[演習の指示]:
- 1) 歯の欠損についての本文を「むし歯や歯周病(ししゅうびょ」から「を補うことを補綴といいます。」まで、その語も含めて書き直す。その際、「歯周病」を「歯肉炎」に置き換える。
- 2) 歯の欠損についての本文で、義歯やブリッジなどで歯を補うことは何と呼ばれているか。

[表示本文]:

****************

歯の欠損と補綴の方法(読み)はのけっそんとほてつのほうほう

家庭医学館 「歯の欠損と補綴の方法」の解説

はのけっそんとほてつのほうほう【歯の欠損と補綴の方法】

 むし歯や歯周病(ししゅうびょう)などで歯が抜けると、かみ合わせ(咬合(こうごう))が悪くなったり、十分な咀嚼(そしゃく)ができなくなり、発音も正しくできなくなります。少しの歯でも欠損すると、その両側の歯に負担がかかり、それらの歯も失うことになります。これらを防止するため、義歯ぎし)やブリッジなどで歯を補うことを補綴といいます。
●義歯(ぎし)(入(い)れ歯(ば))

****************

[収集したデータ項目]
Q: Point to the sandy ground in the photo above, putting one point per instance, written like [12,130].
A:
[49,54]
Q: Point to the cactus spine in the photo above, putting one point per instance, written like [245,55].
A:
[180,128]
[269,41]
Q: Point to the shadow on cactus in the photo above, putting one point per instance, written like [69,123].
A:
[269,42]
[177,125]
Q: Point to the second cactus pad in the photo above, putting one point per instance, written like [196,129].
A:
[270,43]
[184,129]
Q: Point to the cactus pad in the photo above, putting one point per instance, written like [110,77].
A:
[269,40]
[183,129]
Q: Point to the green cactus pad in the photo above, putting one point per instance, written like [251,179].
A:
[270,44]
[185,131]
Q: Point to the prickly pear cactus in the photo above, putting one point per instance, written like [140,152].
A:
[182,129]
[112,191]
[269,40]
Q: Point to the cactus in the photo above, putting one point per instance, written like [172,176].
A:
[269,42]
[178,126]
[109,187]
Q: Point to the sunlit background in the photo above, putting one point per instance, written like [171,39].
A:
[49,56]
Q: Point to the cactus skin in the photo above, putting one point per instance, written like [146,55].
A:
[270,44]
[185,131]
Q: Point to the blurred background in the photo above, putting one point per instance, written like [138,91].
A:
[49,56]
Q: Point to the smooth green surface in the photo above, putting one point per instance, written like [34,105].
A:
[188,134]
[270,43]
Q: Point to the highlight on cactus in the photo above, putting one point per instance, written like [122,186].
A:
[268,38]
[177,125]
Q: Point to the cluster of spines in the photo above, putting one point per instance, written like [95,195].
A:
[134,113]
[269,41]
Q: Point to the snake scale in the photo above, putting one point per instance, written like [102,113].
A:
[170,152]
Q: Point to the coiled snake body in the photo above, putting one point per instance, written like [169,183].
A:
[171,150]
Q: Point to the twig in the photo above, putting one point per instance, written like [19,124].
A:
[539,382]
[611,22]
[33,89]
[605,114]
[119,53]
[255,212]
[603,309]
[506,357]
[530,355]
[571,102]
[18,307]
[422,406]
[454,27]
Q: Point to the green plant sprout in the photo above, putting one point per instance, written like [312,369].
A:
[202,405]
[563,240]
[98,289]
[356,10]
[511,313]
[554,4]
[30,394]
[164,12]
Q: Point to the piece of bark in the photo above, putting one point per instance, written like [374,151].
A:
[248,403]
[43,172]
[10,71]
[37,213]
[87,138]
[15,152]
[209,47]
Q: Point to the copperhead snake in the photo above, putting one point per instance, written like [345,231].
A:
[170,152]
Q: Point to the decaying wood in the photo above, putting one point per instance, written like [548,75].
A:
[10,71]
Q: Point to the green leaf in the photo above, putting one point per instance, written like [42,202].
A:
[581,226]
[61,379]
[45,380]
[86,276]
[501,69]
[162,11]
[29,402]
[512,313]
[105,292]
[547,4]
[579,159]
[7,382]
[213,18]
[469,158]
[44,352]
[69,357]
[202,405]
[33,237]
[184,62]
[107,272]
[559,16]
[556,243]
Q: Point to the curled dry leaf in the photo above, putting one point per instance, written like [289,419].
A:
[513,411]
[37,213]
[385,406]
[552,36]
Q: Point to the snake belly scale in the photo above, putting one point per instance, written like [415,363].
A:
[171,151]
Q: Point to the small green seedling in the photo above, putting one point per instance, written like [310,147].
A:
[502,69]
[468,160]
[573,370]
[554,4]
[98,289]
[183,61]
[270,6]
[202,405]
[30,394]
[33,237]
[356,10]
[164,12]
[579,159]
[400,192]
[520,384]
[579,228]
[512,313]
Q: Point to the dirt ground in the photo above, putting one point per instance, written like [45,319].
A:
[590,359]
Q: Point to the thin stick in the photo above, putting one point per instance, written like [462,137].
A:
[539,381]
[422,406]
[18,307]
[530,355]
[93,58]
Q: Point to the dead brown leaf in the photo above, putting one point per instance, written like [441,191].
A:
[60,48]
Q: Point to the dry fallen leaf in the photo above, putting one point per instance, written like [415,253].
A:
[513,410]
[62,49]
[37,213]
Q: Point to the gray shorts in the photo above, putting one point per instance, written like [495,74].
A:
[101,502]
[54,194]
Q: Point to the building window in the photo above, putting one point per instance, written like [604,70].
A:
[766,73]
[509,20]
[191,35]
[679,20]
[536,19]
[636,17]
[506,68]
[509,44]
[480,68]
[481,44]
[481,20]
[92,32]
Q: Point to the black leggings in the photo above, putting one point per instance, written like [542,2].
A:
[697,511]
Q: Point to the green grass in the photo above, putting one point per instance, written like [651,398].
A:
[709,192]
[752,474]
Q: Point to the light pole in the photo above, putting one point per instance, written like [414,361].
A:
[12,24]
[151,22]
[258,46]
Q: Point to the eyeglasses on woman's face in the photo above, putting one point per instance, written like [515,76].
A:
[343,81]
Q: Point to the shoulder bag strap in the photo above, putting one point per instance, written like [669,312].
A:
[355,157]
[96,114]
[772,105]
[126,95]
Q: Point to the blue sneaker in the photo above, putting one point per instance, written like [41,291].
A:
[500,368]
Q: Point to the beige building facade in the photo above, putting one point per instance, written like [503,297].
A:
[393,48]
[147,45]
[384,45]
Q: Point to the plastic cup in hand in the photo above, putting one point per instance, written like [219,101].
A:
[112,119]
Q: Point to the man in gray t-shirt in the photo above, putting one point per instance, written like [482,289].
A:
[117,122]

****************

[演習の解答]:
- 1)
むし歯や歯肉炎(ししゅうびょう)などで歯が抜けると、かみ合わせ(咬合(こうごう))が悪くなったり、十分な咀嚼(そしゃく)ができなくなり、発音も正しくできなくなります。少しの歯でも欠損すると、その両側の歯に負担がかかり、それらの歯も失うことになります。これらを防止するため、義歯ぎし)やブリッジなどで歯を補うことを補綴といいます。

- 2) 補綴